Format everything from the line containing "Highlight the large green leaf." down to the line containing "[0,105,227,298]", with both of those lines included, as a JSON list of strings. Use one string per line and omit any blank lines.

========================================================================

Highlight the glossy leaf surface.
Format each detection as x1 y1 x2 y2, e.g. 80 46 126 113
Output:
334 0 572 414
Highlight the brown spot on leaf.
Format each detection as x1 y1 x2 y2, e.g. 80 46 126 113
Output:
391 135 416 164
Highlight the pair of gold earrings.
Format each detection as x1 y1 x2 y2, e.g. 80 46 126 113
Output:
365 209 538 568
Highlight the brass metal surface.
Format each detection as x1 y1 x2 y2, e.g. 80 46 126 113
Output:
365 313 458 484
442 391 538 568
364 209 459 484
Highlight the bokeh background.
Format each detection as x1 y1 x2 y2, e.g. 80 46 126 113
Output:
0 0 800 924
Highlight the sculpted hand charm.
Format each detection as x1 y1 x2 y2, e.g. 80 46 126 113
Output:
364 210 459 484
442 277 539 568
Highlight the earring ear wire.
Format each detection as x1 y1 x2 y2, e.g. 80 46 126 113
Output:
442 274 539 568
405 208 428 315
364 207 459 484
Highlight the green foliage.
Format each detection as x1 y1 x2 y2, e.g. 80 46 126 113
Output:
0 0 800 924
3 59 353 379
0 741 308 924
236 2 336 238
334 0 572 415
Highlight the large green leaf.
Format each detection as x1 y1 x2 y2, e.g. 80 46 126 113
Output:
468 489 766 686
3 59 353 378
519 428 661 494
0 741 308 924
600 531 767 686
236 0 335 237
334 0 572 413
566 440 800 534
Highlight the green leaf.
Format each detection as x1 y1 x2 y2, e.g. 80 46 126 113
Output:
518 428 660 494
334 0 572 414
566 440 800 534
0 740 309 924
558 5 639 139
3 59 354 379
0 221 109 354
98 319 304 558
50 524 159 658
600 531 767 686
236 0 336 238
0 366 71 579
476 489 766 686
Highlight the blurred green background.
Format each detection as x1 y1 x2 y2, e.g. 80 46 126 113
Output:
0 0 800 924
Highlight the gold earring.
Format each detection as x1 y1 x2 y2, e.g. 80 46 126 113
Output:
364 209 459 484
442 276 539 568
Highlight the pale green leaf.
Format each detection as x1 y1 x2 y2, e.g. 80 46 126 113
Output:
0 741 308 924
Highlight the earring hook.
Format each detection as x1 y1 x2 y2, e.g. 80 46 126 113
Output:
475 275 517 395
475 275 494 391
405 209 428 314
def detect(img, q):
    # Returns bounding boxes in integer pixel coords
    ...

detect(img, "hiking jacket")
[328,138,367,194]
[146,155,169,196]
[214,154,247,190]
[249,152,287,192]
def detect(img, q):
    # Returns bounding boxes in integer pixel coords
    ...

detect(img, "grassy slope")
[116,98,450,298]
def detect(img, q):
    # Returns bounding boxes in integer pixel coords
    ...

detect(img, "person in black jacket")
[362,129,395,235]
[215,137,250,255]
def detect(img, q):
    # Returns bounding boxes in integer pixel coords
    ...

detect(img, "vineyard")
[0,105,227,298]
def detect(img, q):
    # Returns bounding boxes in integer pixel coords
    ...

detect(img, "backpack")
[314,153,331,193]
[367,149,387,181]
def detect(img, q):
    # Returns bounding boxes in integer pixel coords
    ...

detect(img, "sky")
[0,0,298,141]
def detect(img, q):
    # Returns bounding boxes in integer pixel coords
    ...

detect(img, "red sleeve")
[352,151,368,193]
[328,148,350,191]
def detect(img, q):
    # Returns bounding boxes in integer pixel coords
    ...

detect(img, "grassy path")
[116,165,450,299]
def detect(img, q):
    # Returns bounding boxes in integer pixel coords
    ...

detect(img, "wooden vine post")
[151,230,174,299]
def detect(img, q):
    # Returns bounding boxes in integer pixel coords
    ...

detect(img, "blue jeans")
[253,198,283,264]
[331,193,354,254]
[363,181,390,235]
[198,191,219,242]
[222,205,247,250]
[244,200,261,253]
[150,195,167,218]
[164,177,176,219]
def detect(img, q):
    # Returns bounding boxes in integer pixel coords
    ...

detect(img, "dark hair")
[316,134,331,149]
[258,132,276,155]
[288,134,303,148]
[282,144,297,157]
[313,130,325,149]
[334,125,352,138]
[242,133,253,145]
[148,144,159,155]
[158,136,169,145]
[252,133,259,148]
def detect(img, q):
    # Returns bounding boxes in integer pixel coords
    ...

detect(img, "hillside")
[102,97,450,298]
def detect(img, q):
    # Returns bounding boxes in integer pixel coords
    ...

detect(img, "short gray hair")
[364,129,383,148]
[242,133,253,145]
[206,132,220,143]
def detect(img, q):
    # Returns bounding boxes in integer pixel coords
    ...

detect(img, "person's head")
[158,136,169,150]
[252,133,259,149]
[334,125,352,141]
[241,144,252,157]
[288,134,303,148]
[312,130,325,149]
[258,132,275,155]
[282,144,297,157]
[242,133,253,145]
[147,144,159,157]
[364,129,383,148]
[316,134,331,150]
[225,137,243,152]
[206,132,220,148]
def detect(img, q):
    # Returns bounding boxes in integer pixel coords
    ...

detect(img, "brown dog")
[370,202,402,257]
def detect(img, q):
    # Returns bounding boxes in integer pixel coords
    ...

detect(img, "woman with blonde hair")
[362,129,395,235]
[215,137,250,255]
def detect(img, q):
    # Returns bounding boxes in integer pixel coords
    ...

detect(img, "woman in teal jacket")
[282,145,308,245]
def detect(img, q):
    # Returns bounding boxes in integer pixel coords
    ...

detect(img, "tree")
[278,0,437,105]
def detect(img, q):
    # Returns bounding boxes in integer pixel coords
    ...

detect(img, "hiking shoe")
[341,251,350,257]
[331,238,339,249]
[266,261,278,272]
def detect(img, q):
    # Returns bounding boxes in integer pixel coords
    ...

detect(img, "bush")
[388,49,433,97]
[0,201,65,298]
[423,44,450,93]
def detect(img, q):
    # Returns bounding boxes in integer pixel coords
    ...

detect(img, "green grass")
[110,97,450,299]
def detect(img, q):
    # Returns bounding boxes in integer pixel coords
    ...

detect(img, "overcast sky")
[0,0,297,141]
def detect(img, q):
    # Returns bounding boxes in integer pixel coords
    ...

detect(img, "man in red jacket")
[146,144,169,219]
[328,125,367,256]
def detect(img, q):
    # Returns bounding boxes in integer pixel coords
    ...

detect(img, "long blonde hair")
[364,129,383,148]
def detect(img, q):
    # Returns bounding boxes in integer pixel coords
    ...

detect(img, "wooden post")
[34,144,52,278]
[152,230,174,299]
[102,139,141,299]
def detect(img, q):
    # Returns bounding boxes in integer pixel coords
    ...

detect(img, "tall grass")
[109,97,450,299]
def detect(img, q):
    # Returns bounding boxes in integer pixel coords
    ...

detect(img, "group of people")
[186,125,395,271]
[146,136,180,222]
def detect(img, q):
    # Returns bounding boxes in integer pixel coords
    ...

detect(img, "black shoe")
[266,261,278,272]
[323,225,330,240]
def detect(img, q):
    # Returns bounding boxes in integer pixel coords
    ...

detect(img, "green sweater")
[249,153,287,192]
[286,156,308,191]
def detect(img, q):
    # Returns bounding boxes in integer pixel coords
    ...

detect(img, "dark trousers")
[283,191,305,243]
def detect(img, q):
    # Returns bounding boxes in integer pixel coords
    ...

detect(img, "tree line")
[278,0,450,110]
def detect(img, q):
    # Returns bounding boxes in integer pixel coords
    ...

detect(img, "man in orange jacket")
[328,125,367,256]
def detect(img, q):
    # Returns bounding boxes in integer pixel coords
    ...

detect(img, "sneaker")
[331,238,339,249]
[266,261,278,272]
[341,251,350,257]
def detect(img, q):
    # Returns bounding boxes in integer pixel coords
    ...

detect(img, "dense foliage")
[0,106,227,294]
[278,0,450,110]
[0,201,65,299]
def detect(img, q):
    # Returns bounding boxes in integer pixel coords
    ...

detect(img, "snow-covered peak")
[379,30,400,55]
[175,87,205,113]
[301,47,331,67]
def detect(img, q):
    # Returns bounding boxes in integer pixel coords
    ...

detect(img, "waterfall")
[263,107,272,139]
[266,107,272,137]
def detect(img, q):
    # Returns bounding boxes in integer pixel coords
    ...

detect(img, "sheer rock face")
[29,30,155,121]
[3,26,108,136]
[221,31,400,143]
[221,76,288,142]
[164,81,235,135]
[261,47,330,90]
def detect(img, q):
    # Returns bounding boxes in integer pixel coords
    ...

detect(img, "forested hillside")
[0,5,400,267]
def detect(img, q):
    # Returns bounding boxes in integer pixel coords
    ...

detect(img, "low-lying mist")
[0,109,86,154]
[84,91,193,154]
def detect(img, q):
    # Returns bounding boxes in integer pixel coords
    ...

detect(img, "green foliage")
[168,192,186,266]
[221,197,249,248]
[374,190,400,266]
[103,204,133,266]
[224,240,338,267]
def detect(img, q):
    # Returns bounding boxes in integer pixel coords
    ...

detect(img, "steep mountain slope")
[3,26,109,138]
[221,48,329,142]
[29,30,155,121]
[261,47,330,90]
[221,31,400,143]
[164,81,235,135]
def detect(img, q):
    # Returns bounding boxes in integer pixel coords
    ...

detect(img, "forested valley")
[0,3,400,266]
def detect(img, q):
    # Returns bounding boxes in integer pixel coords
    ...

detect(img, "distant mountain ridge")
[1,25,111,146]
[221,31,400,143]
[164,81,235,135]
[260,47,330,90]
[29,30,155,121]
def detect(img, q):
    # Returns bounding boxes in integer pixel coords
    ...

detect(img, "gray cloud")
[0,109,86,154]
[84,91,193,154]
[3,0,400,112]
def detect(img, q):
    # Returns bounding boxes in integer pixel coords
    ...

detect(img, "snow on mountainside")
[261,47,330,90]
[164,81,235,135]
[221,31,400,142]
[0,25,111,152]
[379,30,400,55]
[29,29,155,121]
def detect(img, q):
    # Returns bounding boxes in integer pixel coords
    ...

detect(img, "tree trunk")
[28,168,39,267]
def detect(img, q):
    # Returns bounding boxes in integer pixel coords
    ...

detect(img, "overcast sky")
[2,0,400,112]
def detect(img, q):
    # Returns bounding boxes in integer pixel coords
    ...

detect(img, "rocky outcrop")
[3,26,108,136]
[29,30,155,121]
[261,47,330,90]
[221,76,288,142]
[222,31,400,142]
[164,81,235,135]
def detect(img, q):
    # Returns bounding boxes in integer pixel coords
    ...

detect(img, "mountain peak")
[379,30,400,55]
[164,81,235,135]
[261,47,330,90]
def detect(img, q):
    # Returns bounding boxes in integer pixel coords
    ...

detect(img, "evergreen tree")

========================================================================

OUTPUT FOR THIS TASK.
[
  "Highlight the large green leaf.",
  "Format each detection as x1 y1 x2 y2, e.g. 80 46 126 113",
  "Output:",
  "468 489 766 686",
  "3 59 353 378",
  "519 428 661 494",
  "0 741 308 924",
  "600 531 767 686",
  "236 0 335 237",
  "334 0 572 413",
  "566 440 800 534",
  "Highlight the green leaf.",
  "Format each detection as x1 y1 x2 y2, e.g. 80 46 126 113",
  "Output:",
  "518 428 660 494",
  "334 0 572 414",
  "566 440 800 534",
  "0 740 309 924",
  "558 5 639 139",
  "3 59 354 379",
  "0 221 109 354",
  "98 319 304 558",
  "50 524 159 658",
  "600 531 767 686",
  "236 0 336 238",
  "0 366 71 579",
  "476 489 766 686",
  "Highlight the blurred green background.",
  "Format each detection as x1 y1 x2 y2, e.g. 80 46 126 113",
  "Output:",
  "0 0 800 924",
  "Highlight the gold earring.",
  "Format each detection as x1 y1 x2 y2, e.g. 80 46 126 113",
  "Output:",
  "364 209 459 484",
  "442 276 539 568",
  "Highlight the pale green leaf.",
  "Format each detection as x1 y1 x2 y2, e.g. 80 46 126 113",
  "Output:",
  "0 741 308 924",
  "Highlight the earring hook.",
  "Format each detection as x1 y1 x2 y2, e.g. 80 46 126 113",
  "Output:",
  "475 275 517 395",
  "475 275 494 391",
  "405 209 428 314",
  "def detect(img, q):",
  "    # Returns bounding boxes in integer pixel coords",
  "    ...",
  "detect(img, \"hiking jacket\")",
  "[328,138,367,194]",
  "[146,155,169,196]",
  "[214,154,247,190]",
  "[249,152,287,192]",
  "def detect(img, q):",
  "    # Returns bounding boxes in integer pixel coords",
  "    ...",
  "detect(img, \"grassy slope\")",
  "[116,98,450,298]",
  "def detect(img, q):",
  "    # Returns bounding boxes in integer pixel coords",
  "    ...",
  "detect(img, \"person in black jacket\")",
  "[362,129,395,235]",
  "[215,137,250,255]",
  "def detect(img, q):",
  "    # Returns bounding boxes in integer pixel coords",
  "    ...",
  "detect(img, \"vineyard\")",
  "[0,105,227,298]"
]